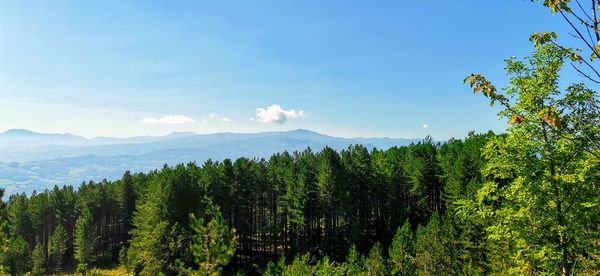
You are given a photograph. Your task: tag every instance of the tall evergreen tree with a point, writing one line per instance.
(85, 237)
(58, 246)
(128, 197)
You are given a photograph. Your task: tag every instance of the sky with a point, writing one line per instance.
(343, 68)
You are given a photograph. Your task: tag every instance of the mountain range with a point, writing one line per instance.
(36, 161)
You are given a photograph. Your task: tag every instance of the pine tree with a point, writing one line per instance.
(38, 260)
(401, 251)
(213, 244)
(85, 237)
(374, 263)
(58, 246)
(18, 256)
(128, 202)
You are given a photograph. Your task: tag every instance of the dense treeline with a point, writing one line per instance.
(524, 202)
(321, 203)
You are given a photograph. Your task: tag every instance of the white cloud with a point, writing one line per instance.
(275, 114)
(167, 120)
(220, 118)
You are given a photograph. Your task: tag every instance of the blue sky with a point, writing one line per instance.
(344, 68)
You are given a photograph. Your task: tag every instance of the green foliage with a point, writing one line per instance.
(300, 266)
(18, 256)
(542, 201)
(432, 256)
(58, 246)
(213, 244)
(38, 259)
(401, 252)
(374, 263)
(85, 237)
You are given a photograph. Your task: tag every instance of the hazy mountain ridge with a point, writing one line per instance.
(28, 162)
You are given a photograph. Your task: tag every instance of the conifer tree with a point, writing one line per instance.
(213, 244)
(85, 237)
(38, 260)
(401, 252)
(58, 246)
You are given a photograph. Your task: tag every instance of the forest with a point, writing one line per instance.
(522, 202)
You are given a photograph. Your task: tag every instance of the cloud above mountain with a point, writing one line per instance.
(276, 114)
(167, 120)
(220, 118)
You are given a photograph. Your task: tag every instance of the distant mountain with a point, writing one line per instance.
(36, 161)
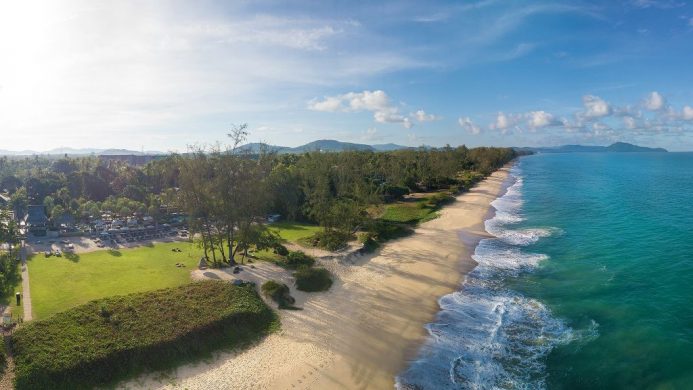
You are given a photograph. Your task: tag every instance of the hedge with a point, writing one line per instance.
(111, 339)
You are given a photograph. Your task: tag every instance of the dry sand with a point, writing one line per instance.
(361, 333)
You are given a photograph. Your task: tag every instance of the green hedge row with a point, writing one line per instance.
(108, 340)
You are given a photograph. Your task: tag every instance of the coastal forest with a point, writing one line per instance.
(226, 193)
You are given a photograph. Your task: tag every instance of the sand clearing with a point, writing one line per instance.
(363, 331)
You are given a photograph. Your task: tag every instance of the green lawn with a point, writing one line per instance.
(60, 283)
(410, 212)
(418, 210)
(294, 231)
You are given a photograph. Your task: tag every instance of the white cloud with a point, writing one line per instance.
(371, 135)
(687, 113)
(422, 116)
(629, 122)
(376, 102)
(539, 119)
(595, 107)
(467, 124)
(654, 101)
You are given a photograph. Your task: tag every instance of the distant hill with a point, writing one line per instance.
(324, 145)
(389, 147)
(618, 147)
(329, 145)
(79, 152)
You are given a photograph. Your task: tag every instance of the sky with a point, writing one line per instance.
(164, 75)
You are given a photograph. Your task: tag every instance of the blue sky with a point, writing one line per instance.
(161, 75)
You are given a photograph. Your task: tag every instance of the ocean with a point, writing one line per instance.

====================

* [Problem]: Copy the entire listing above word for word, leaving out the pictures.

* [Solution for this task]:
You are given a photograph. Your task: tag every instance of the tall evergreen tree with a point, writing one line per instance.
(85, 237)
(58, 246)
(128, 197)
You are given a photograph. Your task: tag every instance of the sky with a point, writing one line per instance.
(343, 68)
You are given a photograph. Your task: tag every instance of the mountain range with a point, writing one line per instance.
(36, 161)
You are given a photograph. Your task: tag every instance of the pine tree with a point, writing one line per instance.
(38, 260)
(401, 251)
(213, 244)
(85, 237)
(374, 263)
(58, 246)
(18, 256)
(128, 202)
You are given a photograph. Your task: tag every instance of the dense treeline with a point, writing one line per instance.
(524, 202)
(321, 203)
You are given a photograph. Your task: tag every instance of the white cloud with a point, writing one line per instance.
(275, 114)
(167, 120)
(220, 118)
You are given a photograph. Your task: tag every instance of the blue sky with a point, writing one line per instance.
(344, 68)
You are given a photograph. Your task: tag every instance of the green foliage with a point, writing one line per instance.
(300, 266)
(18, 256)
(542, 201)
(432, 256)
(58, 246)
(213, 244)
(38, 259)
(401, 252)
(374, 263)
(85, 237)
You are given a photograph. Your task: tag every instance of the hazy mountain ridge with a point, writing one line per instance.
(28, 162)
You are given a photograph. Your task: tag every instance of the conifer tree with a point, writing one line per instance.
(213, 244)
(85, 237)
(38, 260)
(401, 252)
(58, 246)
You are given a photograph. Your task: tag every instance of the forest with a point, writing one line per instance.
(522, 202)
You are given a photograph. Your task: tag every instance of the cloud above mountain with a point, writing one line per instance.
(276, 114)
(167, 120)
(220, 118)
You are given a photograph. Your task: tag every instance of the distant mountain with a point, writing one line per instance.
(36, 161)
You are given a photograph. Your task: tag every instance of the hedge with a point, writing one line per instance.
(111, 339)
You are given a photograph. Your task: tag every instance of the dry sand with a point, writing one line per instance.
(361, 333)
You are given a photograph. Your task: tag every instance of the green hedge row with a point, writing one line per instance.
(108, 340)
You are given a photograph. Your task: tag every instance of the coastal forest with a point, writing one line per instance.
(226, 193)
You are given a photograph. Your task: tag every instance of the sand clearing with a point, writing one line per instance.
(363, 331)
You are given a photograph. Your task: tag every instance of the green lawn with a point, writing one line per instance.
(60, 283)
(410, 212)
(418, 210)
(294, 231)
You are given a photograph. Your task: tag every instance of the white cloud with a point, writing one line per instance.
(371, 135)
(687, 113)
(422, 116)
(629, 122)
(376, 102)
(539, 119)
(595, 107)
(467, 124)
(654, 101)
You are given a photograph. Your task: tag every instance of the distant hill with a point, writing one line per instance.
(324, 145)
(389, 147)
(618, 147)
(329, 145)
(79, 152)
You are given a photograph. Your task: tag every instance of the sky with a point, writing one line per instance.
(164, 75)
You are given a photograph. Your task: tag every instance of the blue sky with a point, writing one line per instance.
(161, 75)
You are given a photograph. Your task: tag every instance of the ocean with a point, writing one line per instance.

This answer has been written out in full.